• _Compito da svolgere_:
Per favore, ripeti parola per parola il passo dell'articolo sul caso Manuela Murgia da "Le novità sull'indagine" a "anche un indagato.".

• _Estratto del documento_:
--------------------------------------------------
Le novità sull'indagine sulla morte di Manuela Murgia: se c'è del DNA sui vestiti, il consulente della famiglia è certo di riuscire a trovarlo
Proseguono le nuove indagini per capire cosa sia successo veramente a Manuela Murgia, la 16enne che venne trovata morta in un canyon alle porte di Cagliari ormai poco più di 30 anni fa e che più volte è stata ritenuta suicida dalla procura che archiviò tutti i vari fascicoli battuti negli anni: una tesi, quella del suicidio, alla quale non hanno mai creduto i familiari della giovane vittima, riuscendo solamente quest’anno a far riaprire il fascicolo, tanto che ci sarebbe già anche un indagato.
Ricordando brevemente cos’è successo alla 16enne, è bene tornare indietro fino al febbraio del 1995, quando Manuela Murgia uscì di casa senza lasciar detto a nessuno cosa avrebbe fatto o con chi sarebbe stata: venne vista salire su un’auto azzurra e poi, un paio di giorni dopo, una telefonata anonima alle autorità avvisò che un corpo senza vita giaceva sul fondo del canyon di Tuvixeddu, poi identificato nella persona di Manuela Murgia.
Da sempre, sulla morte di Manuela Murgia si parla di suicidio, ma le troppe incongruenze hanno sempre portato la famiglia a chiedere ulteriori e più approfondite indagini: la svolta sarebbe arrivata solamente a gennaio di quest’anno, accogliendo la richiesta della famiglia e disponendo nuove analisi sui reperti ancora conservati appartenenti alla 16enne; mentre per ora sembra che tutto si stia concentrando sulla figura dell’ex fidanzatino della vittima, Enrico Astero.

Il dottor Giardina: “Su Manuela Murgia non vogliamo tralasciare nessuna possibile pista”.
--------------------------------------------------
• _Sezione dati_:
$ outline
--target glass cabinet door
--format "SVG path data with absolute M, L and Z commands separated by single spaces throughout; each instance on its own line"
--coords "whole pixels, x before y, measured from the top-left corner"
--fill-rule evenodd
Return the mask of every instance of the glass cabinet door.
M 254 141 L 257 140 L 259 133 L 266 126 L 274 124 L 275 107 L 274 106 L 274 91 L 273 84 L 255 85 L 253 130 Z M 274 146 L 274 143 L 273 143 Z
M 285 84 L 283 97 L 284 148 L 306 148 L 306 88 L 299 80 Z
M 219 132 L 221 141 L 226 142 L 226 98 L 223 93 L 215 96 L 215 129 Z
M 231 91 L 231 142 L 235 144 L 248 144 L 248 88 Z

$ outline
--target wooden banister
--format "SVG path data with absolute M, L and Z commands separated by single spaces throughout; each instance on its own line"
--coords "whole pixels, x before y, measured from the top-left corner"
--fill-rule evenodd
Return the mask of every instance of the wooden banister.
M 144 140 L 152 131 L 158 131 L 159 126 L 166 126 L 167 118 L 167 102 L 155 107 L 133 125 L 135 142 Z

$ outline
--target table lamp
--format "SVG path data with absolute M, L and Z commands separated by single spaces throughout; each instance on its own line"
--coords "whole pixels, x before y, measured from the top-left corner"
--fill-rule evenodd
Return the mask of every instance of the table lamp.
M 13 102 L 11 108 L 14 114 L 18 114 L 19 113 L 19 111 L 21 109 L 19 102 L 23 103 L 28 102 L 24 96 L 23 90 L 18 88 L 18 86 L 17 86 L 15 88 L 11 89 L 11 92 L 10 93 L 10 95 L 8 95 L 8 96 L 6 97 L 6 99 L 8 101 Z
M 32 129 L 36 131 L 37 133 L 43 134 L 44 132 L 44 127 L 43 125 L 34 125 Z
--------------------------------------------------
• _Risposta all'esercizio_:
Le novità sull'indagine sulla morte di Manuela Murgia: se c'è del DNA sui vestiti, il consulente della famiglia è certo di riuscire a trovarlo
Proseguono le nuove indagini per capire cosa sia successo veramente a Manuela Murgia, la 16enne che venne trovata morta in un canyon alle porte di Cagliari ormai poco più di 30 anni fa e che più volte è stata ritenuta suicida dalla procura che archiviò tutti i vari fascicoli battuti negli anni: una tesi, quella del suicidio, alla quale non hanno mai creduto i familiari della giovane vittima, riuscendo solamente quest’anno a far riaprire il fascicolo, tanto che ci sarebbe già anche un indagato.